**Given request**
Beginning at the line containing "woman's arm -> point" and continuing to the end of the records below, give each line again exactly as it stands, and only those lines.

**Stored rows**
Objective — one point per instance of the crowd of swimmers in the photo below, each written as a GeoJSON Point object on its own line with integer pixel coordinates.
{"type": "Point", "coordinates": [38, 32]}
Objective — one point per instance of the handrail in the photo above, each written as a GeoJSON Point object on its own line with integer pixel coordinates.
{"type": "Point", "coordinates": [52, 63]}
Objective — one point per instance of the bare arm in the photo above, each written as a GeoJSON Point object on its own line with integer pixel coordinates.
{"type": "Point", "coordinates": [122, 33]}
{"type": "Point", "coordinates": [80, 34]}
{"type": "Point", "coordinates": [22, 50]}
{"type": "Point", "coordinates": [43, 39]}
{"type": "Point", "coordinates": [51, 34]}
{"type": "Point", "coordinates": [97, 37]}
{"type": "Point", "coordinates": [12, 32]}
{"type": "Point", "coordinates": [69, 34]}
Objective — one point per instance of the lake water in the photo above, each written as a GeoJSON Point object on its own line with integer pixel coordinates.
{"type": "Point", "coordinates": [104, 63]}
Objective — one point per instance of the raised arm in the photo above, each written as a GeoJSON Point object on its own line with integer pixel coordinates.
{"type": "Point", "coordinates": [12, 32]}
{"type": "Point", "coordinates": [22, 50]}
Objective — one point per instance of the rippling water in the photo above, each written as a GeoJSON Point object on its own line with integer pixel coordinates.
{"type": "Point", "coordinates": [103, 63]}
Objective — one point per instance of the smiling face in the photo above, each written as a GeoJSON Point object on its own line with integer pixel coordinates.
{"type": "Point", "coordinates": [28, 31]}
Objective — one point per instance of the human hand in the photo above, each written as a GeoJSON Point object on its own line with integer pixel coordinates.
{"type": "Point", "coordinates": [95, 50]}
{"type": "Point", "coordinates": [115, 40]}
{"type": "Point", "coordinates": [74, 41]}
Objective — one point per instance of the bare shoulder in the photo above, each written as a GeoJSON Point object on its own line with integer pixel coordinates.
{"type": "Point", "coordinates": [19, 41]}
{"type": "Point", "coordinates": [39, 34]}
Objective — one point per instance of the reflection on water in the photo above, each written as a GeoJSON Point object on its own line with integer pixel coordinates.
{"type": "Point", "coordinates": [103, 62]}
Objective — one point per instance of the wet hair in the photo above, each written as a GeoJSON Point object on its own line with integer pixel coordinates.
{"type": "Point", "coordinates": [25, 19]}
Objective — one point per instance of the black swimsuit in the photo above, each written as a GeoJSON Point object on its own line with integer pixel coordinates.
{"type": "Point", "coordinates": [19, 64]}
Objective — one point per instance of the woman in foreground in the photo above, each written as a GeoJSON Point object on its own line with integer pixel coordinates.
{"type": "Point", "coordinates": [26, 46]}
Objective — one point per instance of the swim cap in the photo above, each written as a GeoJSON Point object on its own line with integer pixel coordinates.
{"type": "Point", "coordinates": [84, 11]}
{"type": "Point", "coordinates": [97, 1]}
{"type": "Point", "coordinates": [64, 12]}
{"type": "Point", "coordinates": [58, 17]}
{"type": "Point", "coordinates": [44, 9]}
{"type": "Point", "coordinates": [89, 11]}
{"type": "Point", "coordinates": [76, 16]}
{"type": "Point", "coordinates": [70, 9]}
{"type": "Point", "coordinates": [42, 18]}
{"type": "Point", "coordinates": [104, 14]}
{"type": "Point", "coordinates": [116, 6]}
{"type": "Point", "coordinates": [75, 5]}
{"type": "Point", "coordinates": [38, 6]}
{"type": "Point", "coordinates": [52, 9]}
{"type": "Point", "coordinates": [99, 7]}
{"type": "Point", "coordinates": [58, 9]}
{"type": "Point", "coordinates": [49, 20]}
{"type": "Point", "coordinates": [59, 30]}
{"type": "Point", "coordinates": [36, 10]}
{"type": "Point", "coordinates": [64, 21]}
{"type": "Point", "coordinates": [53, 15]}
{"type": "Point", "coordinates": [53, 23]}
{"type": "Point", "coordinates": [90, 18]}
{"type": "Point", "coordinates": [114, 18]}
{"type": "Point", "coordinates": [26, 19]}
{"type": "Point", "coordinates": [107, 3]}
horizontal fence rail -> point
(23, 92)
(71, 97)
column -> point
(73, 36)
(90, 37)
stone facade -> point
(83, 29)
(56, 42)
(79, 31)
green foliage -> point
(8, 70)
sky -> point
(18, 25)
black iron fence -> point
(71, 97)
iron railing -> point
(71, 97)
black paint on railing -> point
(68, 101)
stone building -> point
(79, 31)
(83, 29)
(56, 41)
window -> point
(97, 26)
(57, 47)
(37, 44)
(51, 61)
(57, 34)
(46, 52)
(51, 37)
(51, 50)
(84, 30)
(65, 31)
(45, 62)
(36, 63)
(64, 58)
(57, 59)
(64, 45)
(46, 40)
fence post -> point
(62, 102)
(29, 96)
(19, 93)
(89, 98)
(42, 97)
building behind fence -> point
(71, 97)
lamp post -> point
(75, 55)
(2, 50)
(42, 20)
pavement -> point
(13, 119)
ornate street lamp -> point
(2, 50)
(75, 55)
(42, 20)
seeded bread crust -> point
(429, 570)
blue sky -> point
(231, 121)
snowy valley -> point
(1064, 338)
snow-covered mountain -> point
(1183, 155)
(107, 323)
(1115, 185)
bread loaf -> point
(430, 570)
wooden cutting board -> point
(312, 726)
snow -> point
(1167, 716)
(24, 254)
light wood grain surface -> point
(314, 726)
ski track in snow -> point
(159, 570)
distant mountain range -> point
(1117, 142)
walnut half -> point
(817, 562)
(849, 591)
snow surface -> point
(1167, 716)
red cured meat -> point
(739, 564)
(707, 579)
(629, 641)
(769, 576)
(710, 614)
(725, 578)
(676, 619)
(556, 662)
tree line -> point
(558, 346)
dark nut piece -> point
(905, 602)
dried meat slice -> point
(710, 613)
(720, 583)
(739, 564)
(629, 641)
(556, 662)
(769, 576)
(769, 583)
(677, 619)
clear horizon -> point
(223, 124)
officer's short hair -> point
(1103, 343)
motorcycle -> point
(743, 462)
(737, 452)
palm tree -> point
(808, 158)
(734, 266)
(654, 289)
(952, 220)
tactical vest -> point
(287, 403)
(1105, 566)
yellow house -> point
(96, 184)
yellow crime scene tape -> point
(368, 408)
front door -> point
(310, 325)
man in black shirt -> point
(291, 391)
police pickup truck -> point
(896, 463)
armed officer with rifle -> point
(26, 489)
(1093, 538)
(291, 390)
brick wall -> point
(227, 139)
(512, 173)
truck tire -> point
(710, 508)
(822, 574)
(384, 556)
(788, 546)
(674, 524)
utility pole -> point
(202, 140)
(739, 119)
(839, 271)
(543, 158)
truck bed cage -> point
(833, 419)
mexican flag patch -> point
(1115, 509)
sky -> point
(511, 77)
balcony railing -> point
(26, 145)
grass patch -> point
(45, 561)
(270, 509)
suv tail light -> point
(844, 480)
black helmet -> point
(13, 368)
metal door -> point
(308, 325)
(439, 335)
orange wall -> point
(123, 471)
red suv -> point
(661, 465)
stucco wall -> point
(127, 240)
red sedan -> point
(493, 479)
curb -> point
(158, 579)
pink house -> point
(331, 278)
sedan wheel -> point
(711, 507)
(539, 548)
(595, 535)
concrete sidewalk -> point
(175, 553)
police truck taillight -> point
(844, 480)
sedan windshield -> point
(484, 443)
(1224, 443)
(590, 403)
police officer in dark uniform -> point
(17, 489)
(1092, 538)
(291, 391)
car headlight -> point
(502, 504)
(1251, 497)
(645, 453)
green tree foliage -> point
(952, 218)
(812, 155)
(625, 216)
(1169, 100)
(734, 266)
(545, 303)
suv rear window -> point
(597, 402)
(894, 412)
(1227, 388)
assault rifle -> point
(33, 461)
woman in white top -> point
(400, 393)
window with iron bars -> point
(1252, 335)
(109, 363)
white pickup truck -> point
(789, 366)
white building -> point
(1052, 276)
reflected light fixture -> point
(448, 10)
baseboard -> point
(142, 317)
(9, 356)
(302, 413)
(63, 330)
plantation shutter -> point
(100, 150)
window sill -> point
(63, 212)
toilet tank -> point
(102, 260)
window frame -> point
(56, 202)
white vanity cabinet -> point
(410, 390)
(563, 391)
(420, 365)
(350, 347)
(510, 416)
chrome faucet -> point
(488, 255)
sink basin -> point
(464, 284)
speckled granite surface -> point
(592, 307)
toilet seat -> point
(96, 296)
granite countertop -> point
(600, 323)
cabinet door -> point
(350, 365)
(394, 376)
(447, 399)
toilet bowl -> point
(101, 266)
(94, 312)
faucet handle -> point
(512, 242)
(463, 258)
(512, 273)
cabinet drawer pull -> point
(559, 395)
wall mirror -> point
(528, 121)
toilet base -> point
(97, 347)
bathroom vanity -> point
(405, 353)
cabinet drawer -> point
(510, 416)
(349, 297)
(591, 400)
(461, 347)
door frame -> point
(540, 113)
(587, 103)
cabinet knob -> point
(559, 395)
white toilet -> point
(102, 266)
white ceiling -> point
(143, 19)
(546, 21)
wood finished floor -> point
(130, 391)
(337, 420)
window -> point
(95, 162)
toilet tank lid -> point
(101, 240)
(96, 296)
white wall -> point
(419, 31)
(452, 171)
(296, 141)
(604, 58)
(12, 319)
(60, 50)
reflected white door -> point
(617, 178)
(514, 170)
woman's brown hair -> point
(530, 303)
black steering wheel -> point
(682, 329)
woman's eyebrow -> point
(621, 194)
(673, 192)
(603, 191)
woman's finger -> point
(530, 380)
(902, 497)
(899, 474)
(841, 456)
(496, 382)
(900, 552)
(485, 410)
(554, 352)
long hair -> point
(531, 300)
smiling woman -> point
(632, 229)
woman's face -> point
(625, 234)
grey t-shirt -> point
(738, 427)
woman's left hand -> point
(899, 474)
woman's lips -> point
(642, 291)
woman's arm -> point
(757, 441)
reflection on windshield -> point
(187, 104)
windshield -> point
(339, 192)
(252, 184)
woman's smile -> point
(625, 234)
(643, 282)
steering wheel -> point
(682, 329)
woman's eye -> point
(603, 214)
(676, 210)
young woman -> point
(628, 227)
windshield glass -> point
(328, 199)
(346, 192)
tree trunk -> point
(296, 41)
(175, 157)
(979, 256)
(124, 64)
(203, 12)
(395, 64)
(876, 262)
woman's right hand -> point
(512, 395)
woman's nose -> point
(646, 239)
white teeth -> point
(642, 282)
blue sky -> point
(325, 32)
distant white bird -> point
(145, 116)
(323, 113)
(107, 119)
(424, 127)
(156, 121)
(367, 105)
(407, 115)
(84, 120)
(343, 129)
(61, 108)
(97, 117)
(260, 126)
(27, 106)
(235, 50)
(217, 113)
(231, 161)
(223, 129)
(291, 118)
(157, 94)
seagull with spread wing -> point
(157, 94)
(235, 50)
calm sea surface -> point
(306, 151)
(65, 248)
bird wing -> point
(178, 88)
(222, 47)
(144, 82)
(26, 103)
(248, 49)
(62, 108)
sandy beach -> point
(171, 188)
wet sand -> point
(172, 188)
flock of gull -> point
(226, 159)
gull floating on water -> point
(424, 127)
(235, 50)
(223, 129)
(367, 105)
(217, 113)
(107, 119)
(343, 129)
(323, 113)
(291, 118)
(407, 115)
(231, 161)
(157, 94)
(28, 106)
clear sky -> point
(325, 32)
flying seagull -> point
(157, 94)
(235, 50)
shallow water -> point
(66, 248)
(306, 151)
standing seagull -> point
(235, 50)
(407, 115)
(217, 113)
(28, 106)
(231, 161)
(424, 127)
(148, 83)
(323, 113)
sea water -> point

**Output of the task**
woman's arm -> point
(757, 441)
reflection on windshield -> point
(187, 104)
windshield -> point
(339, 192)
(252, 184)
woman's smile -> point
(625, 234)
(643, 282)
steering wheel -> point
(682, 329)
woman's eye -> point
(603, 214)
(676, 210)
young woman -> point
(628, 227)
windshield glass -> point
(328, 199)
(346, 192)
tree trunk -> point
(296, 41)
(175, 157)
(979, 256)
(124, 64)
(203, 12)
(395, 64)
(876, 262)
woman's right hand -> point
(512, 395)
woman's nose -> point
(646, 239)
white teeth -> point
(642, 282)
blue sky -> point
(325, 32)
distant white bird -> point
(145, 116)
(323, 113)
(107, 119)
(424, 127)
(156, 121)
(367, 105)
(407, 115)
(84, 120)
(343, 129)
(61, 108)
(97, 117)
(260, 126)
(27, 106)
(235, 50)
(217, 113)
(231, 161)
(223, 129)
(291, 118)
(157, 94)
seagull with spread wing -> point
(157, 94)
(235, 50)
calm sea surface -> point
(306, 151)
(65, 248)
bird wing -> point
(178, 88)
(222, 47)
(144, 82)
(26, 103)
(248, 49)
(62, 108)
sandy beach -> point
(171, 188)
wet sand -> point
(172, 188)
flock of gull -> point
(226, 159)
gull floating on water -> point
(424, 127)
(235, 50)
(223, 129)
(367, 105)
(217, 113)
(107, 119)
(343, 129)
(323, 113)
(291, 118)
(407, 115)
(231, 161)
(157, 94)
(28, 106)
clear sky -> point
(325, 32)
flying seagull -> point
(157, 94)
(235, 50)
shallow water -> point
(66, 248)
(306, 151)
standing seagull -> point
(235, 50)
(407, 115)
(217, 113)
(28, 106)
(231, 161)
(424, 127)
(148, 83)
(323, 113)
sea water -> point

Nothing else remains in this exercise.